**What you need to do**
Copy out each line of the records below verbatim, leaving nothing out and changing nothing.

**Stored data**
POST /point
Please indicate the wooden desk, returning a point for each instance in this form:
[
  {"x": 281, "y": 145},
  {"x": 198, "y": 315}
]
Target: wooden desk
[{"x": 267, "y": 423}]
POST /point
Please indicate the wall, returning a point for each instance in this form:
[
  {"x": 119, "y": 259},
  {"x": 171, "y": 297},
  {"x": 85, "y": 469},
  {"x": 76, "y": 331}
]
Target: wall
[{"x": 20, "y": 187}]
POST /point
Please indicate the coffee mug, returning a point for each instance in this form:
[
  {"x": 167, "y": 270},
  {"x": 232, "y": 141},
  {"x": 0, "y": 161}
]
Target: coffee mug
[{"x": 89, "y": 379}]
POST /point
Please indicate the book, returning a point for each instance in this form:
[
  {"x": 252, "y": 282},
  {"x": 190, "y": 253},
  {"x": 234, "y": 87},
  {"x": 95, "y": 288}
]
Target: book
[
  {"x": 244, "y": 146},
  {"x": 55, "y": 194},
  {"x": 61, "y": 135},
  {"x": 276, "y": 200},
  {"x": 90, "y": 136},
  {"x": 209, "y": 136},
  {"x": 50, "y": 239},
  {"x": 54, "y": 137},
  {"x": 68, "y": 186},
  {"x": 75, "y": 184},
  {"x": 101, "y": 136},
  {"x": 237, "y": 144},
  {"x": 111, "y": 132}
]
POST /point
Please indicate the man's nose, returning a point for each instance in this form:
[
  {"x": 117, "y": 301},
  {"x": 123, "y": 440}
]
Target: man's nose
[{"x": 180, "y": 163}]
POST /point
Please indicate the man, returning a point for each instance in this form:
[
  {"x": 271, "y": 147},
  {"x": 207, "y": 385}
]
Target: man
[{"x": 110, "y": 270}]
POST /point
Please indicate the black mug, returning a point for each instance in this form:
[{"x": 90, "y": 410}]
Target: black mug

**Result of the exercise**
POST /point
Please indicate the wooden desk, returning a point for each instance in this form:
[
  {"x": 281, "y": 145},
  {"x": 198, "y": 315}
]
Target: wooden desk
[{"x": 267, "y": 423}]
POST /point
Please indicate the wall, returning a point for each instance in this form:
[
  {"x": 119, "y": 259},
  {"x": 171, "y": 297},
  {"x": 85, "y": 469},
  {"x": 76, "y": 331}
]
Target: wall
[{"x": 20, "y": 187}]
POST /point
Please indicate the coffee mug, returning a point for each instance in this form:
[
  {"x": 167, "y": 270},
  {"x": 232, "y": 141},
  {"x": 0, "y": 161}
]
Target: coffee mug
[{"x": 89, "y": 379}]
POST /point
Please indicate the book, returning a point for each instance in this form:
[
  {"x": 252, "y": 282},
  {"x": 190, "y": 253},
  {"x": 234, "y": 87},
  {"x": 95, "y": 288}
]
Target: book
[
  {"x": 244, "y": 146},
  {"x": 55, "y": 194},
  {"x": 61, "y": 135},
  {"x": 276, "y": 200},
  {"x": 90, "y": 136},
  {"x": 209, "y": 136},
  {"x": 50, "y": 239},
  {"x": 54, "y": 137},
  {"x": 68, "y": 186},
  {"x": 75, "y": 184},
  {"x": 101, "y": 136},
  {"x": 237, "y": 144},
  {"x": 111, "y": 132}
]
POST /point
Please indicate the man's nose, returning a point for each instance in this form:
[
  {"x": 117, "y": 301},
  {"x": 123, "y": 440}
]
Target: man's nose
[{"x": 180, "y": 163}]
POST /point
Please indicate the man, returning a point for each instance in this form:
[
  {"x": 271, "y": 147},
  {"x": 207, "y": 385}
]
Target: man
[{"x": 110, "y": 270}]
POST /point
Please indicate the black mug, returning a point for each instance in this form:
[{"x": 90, "y": 410}]
Target: black mug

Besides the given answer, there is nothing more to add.